* **RECORD EXCERPTS**:
________

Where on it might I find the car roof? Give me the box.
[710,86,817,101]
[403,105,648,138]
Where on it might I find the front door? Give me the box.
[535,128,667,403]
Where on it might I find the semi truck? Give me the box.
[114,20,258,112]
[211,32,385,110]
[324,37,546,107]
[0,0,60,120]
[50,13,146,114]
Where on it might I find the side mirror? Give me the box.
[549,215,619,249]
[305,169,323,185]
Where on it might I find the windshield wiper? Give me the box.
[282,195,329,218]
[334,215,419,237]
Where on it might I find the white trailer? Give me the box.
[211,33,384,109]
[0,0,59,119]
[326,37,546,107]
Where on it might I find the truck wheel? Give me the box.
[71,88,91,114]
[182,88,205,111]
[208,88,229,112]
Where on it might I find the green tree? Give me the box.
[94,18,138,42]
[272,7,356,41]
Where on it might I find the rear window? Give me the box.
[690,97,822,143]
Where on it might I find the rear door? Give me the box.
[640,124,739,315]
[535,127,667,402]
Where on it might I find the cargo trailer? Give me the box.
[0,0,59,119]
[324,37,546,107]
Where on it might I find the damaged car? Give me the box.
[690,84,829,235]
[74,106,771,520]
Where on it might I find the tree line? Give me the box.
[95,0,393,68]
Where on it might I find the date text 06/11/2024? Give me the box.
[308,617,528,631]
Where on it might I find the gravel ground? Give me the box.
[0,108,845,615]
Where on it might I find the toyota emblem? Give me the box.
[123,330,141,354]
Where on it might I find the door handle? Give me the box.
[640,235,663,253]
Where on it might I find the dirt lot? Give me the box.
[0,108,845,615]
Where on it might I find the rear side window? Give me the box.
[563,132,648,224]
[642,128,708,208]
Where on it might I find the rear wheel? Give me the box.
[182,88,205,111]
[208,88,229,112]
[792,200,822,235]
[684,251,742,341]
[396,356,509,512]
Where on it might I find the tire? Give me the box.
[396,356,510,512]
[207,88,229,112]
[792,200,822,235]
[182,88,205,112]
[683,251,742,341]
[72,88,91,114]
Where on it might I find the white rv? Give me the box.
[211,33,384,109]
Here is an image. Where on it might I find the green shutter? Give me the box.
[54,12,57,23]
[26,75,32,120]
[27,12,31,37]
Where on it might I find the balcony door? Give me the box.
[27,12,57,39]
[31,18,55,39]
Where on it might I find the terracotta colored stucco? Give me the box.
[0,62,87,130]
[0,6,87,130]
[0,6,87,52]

________

* **THE TASK**:
Copy the entire listing above line for line, changing nothing.

* **EXERCISE RESPONSE**:
Where on it might I find the car roof? Give me the box.
[710,86,817,101]
[403,105,648,138]
Where on it might I find the front door? Give me the box.
[535,128,667,403]
Where on it might I find the semi truck? Give me the box.
[114,20,258,112]
[211,32,385,110]
[324,37,546,107]
[0,0,60,120]
[50,13,146,114]
Where on it might I find the side mirror? Give me the box.
[549,215,619,249]
[305,169,323,185]
Where on it might I find the windshield wiper? Give me the box.
[282,195,329,218]
[334,215,419,237]
Where on it might I find the white trailer? Give me the box.
[211,33,384,109]
[0,0,59,119]
[326,37,546,107]
Where on it might I find the truck wheel? Give me the box.
[71,88,91,114]
[182,88,205,111]
[208,88,229,112]
Where on it might I find the green tree? Give me the box.
[94,18,138,42]
[272,7,356,41]
Where on it might I find the rear window? Give me the box.
[690,97,822,143]
Where on it might I find the rear door? Give me the box.
[640,124,739,315]
[535,127,667,402]
Where on it might I find the cargo trailer? Give me the box.
[0,0,59,119]
[324,37,546,107]
Where on it might I find the damaged car? Give me the box.
[690,84,829,235]
[74,106,771,520]
Where on it might I find the tree line? Give me the box.
[95,0,393,68]
Where on it might I find the date text 06/11/2024? Give me the box.
[308,617,528,631]
Where on it might I find the gravel ground? Give me the box.
[0,108,845,615]
Where on it might I find the toyota emblem? Give me the box.
[123,330,141,354]
Where on it might I find the door handle? Give me the box.
[640,235,663,253]
Where on it might I find the dirt lot? Give me the box.
[0,108,845,615]
Where on it might I find the rear side window? Give me the box.
[563,132,648,224]
[642,128,708,208]
Where on it might I find the rear wheel? Give me the box.
[182,88,205,111]
[208,88,229,112]
[792,200,822,235]
[684,251,742,341]
[396,356,509,512]
Where on it might I find the tire? Give me the box.
[396,356,510,512]
[207,88,229,112]
[792,200,822,235]
[182,88,205,112]
[683,251,742,341]
[72,88,91,114]
Where on it might I find the white rv? Give me the box.
[211,33,384,109]
Here is an image. Where on it might I find the green shutter? Give me the box.
[54,12,57,23]
[26,75,32,120]
[27,12,31,37]
Where on it might I find the balcony door? Give me the box.
[27,12,57,39]
[31,18,55,39]
Where on it might I find the terracotta colored stucco? Give me the box.
[0,62,87,130]
[0,6,87,130]
[0,6,87,52]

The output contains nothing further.